- _WORK TASK_: In the page on dissolving a laptop in an alkaline basin, which two minerals might form when the liquid is neutralized?

- _PAGE EXTRACT_:
#Capitalocene #Ecocide #Technocide #Chemicals #Pollution #Hazard #Dissolution #Transmutation #Reverse #Process #Junk #Aluminium #Electronics #Molecular #Matter #Nonhuman #Agency #Extremophile #Alien #Ecosystem #Resistance #Post-digital #Post-media #Transdisciplinar #Opensource #DIY #Openscience
Our work engages a mining perspective to digital culture, bringing in a way to acknowledge the residue when value set by the market is extracted and the after-effects of industrialisation that left behind polluted and sterile ecosystems. In addition, it seeks to reverse this process to rethink residual matter or junk electronics while speculating with the new materiality of the Capitalocene.
For instance, due to the massive extraction and refining of aluminium, some soils are too alkaline for any form of life, mimicking extra-terrestrial extreme environments. This hostile reality requires new modes of re-thinking both art and science to find alternative ways to acknowledge its consequences.
The installation reproduces the same conditions of aluminium wastelands in a laboratory-sized installation. We aim to enable the observer a real-time deconstruction (or reversed production process) of a popular icon of technoculture: a MacBook Pro laptop from 2007 mainly built using aluminium.
This experiment seeks to understand the transmutative / destructive properties of sodium hydroxide, applied to the aluminium in order to give back to Earth the molecules of the junk object of our creation tools. This implies the ‘sacrifice’ of our creation tools by a kind of ‘alchemical process’ in a technocide that leads us to the formation of a new matter.
In this installation, the alkaline basin dissolves the laptop, changing it at a molecular level into a previous chemical state while producing a combustible gas. The whole deconstruction process is recorded by a camera that documents the technological ‘murder’ until it reaches a mineral state. Once the dissolution is done, an additional chemical is going to be added to neutralise the liquid milieu while potentially forming new minerals: berlinite and variscite, a sort of assemblage of aluminium, sodium and phosphates. This protocol culminates with new matter out of technological junk. In the process are generated combustible gas (hydrogen) and a synthetic fertilizer (the blamed sodium phosphate and water) that is in charge of a popular effect of algae blooming that will be used to toughen cyanobacteria Spirulina Paracas, an extremophile capable to adapt, inhabit, colonise and/or revitalise the most hardcore alkaline lands on T(t)erra.

- _DATA EXTRACT_:
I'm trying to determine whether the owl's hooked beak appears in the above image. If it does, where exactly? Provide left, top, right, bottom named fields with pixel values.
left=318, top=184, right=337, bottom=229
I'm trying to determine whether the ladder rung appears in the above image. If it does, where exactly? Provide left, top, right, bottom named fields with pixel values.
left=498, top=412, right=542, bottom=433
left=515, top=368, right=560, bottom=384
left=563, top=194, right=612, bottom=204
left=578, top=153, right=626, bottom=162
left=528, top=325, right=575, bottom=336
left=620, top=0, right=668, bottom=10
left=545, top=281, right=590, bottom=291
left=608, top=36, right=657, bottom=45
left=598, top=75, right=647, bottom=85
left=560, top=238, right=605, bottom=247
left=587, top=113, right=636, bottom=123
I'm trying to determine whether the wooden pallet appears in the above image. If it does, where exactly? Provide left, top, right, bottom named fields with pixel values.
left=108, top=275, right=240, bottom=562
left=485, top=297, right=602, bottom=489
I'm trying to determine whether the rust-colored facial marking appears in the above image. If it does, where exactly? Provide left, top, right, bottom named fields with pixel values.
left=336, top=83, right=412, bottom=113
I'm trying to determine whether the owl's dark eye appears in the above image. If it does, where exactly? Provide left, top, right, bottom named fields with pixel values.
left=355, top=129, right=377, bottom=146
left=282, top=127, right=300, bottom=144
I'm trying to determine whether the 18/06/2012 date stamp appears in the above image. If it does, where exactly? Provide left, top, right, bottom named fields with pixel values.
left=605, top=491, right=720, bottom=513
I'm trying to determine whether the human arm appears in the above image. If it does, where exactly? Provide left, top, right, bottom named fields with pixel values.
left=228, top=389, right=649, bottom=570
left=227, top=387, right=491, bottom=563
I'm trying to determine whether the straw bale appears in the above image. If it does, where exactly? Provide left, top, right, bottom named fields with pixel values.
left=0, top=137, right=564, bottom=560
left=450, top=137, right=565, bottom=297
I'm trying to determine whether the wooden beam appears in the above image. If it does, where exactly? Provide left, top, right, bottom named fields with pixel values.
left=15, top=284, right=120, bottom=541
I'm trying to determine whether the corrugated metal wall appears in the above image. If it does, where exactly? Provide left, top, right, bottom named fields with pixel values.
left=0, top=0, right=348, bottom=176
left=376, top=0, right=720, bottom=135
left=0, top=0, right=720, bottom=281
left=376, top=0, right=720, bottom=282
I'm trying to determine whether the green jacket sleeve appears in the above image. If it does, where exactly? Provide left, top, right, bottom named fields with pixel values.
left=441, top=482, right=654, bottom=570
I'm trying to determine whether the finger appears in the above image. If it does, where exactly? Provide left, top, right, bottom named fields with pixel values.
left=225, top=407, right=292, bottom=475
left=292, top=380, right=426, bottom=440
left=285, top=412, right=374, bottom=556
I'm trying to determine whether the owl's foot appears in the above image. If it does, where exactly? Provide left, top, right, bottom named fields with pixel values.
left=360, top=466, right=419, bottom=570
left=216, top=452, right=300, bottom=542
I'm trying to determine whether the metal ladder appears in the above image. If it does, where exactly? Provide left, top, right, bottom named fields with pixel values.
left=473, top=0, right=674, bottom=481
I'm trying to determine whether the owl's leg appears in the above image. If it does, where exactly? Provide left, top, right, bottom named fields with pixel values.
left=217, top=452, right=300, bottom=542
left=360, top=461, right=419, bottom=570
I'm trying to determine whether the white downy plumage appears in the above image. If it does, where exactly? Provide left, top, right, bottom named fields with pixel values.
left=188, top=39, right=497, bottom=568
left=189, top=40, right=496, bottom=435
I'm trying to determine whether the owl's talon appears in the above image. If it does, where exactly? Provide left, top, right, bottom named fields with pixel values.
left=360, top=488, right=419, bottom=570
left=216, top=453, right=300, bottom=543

- _WRITTEN RESPONSE_: Berlinite and variscite.